>> Start Page text
Notes on GAN
2017-10-10
GAN (Generative Adversarial Network) is featured by two opponents: generator network and discriminator network. Generator network generates fake images from noise, trying to fool discriminator to classify them into real image, while discriminator trying to distinguish between real ones from the training set and fake images from generator.
1. Sketch of framework
2. Minimax of objective function
In the formula below, $\theta_d$
is discriminator’s parameter, while $\theta_g$
is generator’s parameter. $D_{\theta_d(\cdot)}$
is the output of discriminator which is a value between 0 and 1 meaning the likelihood of real image.
>> End Page text
>> Start Provided information
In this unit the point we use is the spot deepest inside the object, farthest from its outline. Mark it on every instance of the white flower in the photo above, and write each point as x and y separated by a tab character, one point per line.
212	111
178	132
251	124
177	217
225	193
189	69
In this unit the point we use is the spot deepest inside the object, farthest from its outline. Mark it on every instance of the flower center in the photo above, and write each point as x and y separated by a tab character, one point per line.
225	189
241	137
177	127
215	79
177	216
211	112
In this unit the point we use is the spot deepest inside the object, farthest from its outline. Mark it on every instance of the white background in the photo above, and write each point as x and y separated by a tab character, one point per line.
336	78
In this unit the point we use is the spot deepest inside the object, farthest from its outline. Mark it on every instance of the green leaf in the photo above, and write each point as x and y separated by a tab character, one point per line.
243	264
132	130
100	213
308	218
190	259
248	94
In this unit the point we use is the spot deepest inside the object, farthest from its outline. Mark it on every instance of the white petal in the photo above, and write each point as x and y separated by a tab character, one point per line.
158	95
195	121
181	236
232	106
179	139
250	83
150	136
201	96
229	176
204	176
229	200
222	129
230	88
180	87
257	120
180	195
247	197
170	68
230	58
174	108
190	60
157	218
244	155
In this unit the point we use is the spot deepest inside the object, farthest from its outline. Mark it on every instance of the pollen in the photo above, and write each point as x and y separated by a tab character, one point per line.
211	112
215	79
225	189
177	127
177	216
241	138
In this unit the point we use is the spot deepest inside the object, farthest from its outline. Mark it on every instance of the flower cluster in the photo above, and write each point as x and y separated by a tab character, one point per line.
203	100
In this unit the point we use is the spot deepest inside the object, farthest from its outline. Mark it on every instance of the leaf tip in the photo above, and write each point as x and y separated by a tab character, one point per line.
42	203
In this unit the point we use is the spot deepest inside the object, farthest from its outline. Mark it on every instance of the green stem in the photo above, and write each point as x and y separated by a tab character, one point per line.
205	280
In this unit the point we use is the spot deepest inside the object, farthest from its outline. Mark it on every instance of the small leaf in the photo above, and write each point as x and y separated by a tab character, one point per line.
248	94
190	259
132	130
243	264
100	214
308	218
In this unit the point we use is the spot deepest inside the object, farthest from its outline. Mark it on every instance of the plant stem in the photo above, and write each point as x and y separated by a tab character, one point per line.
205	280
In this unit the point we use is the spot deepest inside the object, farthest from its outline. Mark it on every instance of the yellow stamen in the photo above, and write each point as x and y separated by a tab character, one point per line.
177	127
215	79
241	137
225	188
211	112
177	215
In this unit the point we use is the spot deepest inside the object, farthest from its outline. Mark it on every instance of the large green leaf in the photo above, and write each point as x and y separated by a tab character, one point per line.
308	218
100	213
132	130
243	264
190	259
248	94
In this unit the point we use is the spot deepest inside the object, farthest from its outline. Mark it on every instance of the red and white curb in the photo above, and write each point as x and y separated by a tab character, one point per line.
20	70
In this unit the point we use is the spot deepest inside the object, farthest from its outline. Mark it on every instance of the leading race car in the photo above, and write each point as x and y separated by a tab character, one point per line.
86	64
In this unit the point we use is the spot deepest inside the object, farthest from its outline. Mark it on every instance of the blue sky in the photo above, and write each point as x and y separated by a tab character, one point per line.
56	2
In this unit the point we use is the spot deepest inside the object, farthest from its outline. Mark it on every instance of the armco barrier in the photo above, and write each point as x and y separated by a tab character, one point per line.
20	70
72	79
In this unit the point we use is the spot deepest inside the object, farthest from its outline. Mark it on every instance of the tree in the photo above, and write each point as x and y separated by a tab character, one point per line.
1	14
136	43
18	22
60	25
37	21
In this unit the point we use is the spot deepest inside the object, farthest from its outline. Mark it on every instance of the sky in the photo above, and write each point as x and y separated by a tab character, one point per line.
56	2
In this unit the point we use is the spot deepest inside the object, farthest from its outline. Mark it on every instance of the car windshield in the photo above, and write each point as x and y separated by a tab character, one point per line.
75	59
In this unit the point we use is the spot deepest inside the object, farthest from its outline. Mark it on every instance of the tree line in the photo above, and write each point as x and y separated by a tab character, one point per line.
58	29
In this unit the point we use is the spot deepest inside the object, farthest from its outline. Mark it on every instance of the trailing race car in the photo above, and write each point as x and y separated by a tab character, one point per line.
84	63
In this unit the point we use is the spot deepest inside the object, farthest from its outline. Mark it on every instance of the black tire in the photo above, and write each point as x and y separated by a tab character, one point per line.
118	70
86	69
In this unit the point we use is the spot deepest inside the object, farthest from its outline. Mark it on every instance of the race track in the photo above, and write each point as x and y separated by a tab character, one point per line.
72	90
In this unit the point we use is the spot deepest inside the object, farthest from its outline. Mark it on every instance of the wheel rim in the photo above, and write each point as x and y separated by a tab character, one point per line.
>> End Provided information
Set task
Decide whether each statement agrees with the GAN notes, answering yes or no and quoting the deciding words of the text.
1. The generator network produces fake images from noise.
2. The discriminator's output may be any value above 1.
3. The generator aims to get the discriminator to classify its images as fake.

The reply
1. Yes: "Generator network generates fake images from noise"
2. No: "a value between 0 and 1 meaning the likelihood of real image"
3. No: "trying to fool discriminator to classify them into real image"